BEGIN

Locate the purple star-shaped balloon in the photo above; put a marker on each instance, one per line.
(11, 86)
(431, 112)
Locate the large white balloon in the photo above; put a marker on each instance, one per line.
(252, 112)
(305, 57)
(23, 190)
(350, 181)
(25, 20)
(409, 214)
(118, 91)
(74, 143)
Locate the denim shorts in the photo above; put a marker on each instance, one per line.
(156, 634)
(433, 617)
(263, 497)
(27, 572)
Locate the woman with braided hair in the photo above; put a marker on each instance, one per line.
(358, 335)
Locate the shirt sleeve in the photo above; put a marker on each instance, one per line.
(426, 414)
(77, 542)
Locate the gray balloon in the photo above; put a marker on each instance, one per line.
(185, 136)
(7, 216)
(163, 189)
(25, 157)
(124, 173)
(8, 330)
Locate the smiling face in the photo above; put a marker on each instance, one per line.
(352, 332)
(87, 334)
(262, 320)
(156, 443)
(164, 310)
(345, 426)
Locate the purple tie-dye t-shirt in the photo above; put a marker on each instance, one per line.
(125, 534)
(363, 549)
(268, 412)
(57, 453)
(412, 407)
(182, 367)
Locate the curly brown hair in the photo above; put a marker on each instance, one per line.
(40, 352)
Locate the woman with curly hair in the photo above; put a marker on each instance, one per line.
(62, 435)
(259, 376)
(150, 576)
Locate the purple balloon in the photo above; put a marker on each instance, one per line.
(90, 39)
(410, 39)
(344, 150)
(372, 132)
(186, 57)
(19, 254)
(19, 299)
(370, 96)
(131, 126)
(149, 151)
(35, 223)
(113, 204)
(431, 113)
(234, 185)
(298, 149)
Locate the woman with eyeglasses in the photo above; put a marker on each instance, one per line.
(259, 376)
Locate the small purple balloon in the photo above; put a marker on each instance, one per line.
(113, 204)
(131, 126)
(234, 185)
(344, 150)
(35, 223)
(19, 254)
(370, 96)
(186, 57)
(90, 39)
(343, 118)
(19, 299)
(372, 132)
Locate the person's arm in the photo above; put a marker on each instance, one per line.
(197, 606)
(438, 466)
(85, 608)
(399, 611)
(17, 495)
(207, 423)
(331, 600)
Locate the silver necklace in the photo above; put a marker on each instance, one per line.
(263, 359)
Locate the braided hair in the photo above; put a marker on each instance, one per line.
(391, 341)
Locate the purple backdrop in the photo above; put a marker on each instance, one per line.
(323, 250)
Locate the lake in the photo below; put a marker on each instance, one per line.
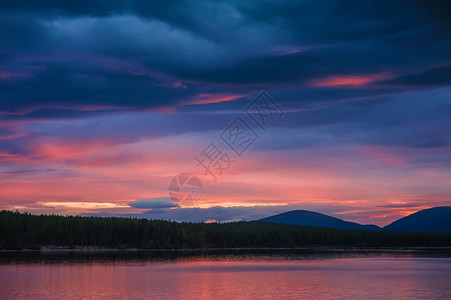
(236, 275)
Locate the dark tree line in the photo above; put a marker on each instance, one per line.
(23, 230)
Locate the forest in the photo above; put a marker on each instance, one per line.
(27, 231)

END

Directions – Line by line, reproduce exactly the lines from the one containing "Locate the lake" through the final line of the material, both included, leaving every picture out.

Result of this exercise –
Locate the lake in the photo below; put a marker on each instance, one per line.
(236, 275)
Locate the dark tree line in the photo above; put a marker on each instance, one per line.
(23, 230)
Locate the forest in the photo above; put a marker on each instance, one per line.
(27, 231)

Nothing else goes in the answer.